Source data:
• • • •
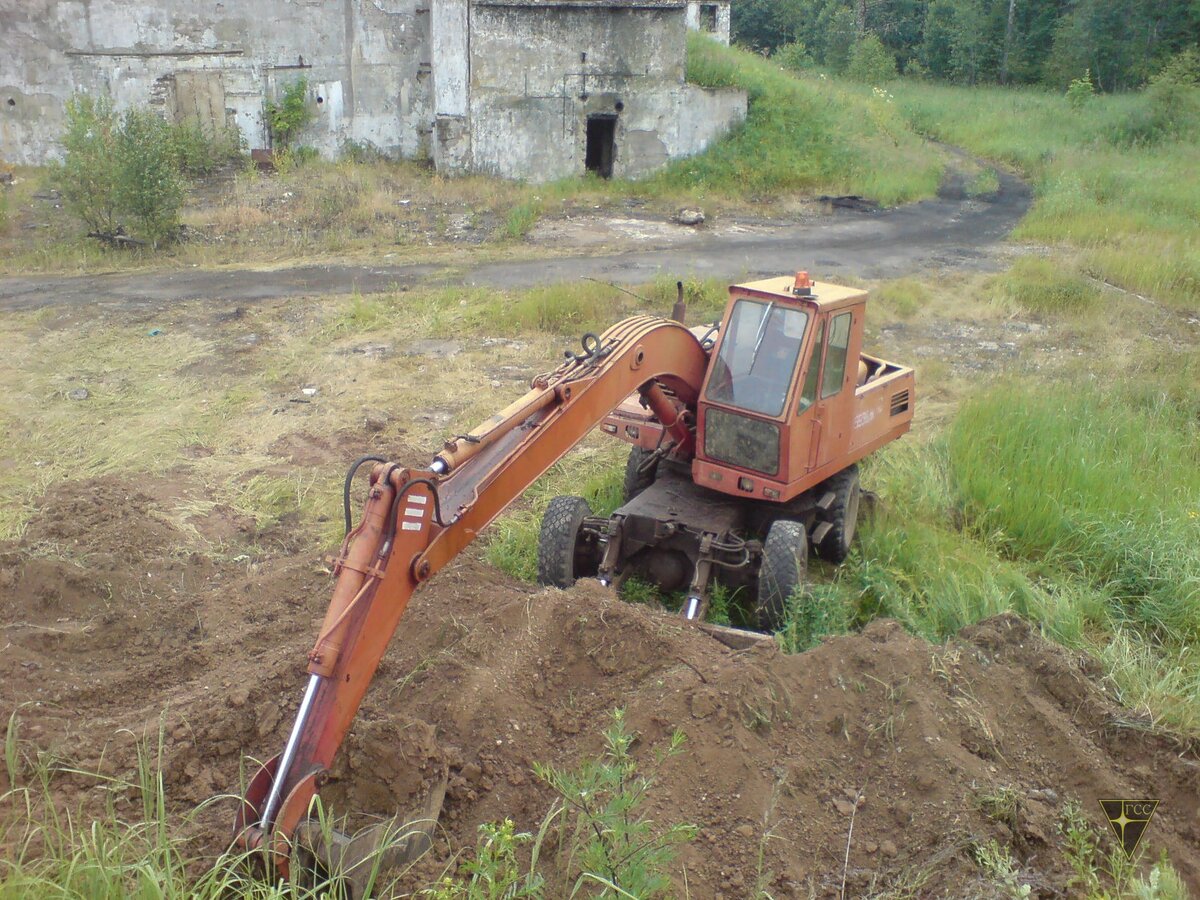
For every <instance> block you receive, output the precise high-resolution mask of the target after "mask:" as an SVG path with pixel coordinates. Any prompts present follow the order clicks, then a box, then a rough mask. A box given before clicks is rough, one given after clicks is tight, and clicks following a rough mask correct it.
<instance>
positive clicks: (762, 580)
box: [755, 518, 809, 631]
mask: <svg viewBox="0 0 1200 900" xmlns="http://www.w3.org/2000/svg"><path fill="white" fill-rule="evenodd" d="M808 569H809V535H808V532H805V530H804V524H803V523H802V522H791V521H788V520H786V518H780V520H778V521H776V522H775V523H774V524H772V527H770V529H769V530H768V532H767V540H766V541H763V545H762V568H761V569H760V570H758V596H757V599H756V601H755V613H756V616H757V619H758V628H761V629H762V630H763V631H778V630H779V629H781V628H782V626H784V619H785V617H786V614H787V601H788V599H790V598H791V596H792V592H793V590H796V588H797V587H799V586H800V584H803V583H804V576H805V575H806V572H808Z"/></svg>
• • • •
Among the lines above, return each one holding the string "instance".

Task result
For every <instance> block you receive, output the precise high-resolution mask of the target after "mask:" as an SVG path with pixel coordinates. Any prompts present follow the order clicks, then a box, then a rough mask. A box given before clicks is rough, one given after clicks is tight, and clicks following a rough mask correct it.
<instance>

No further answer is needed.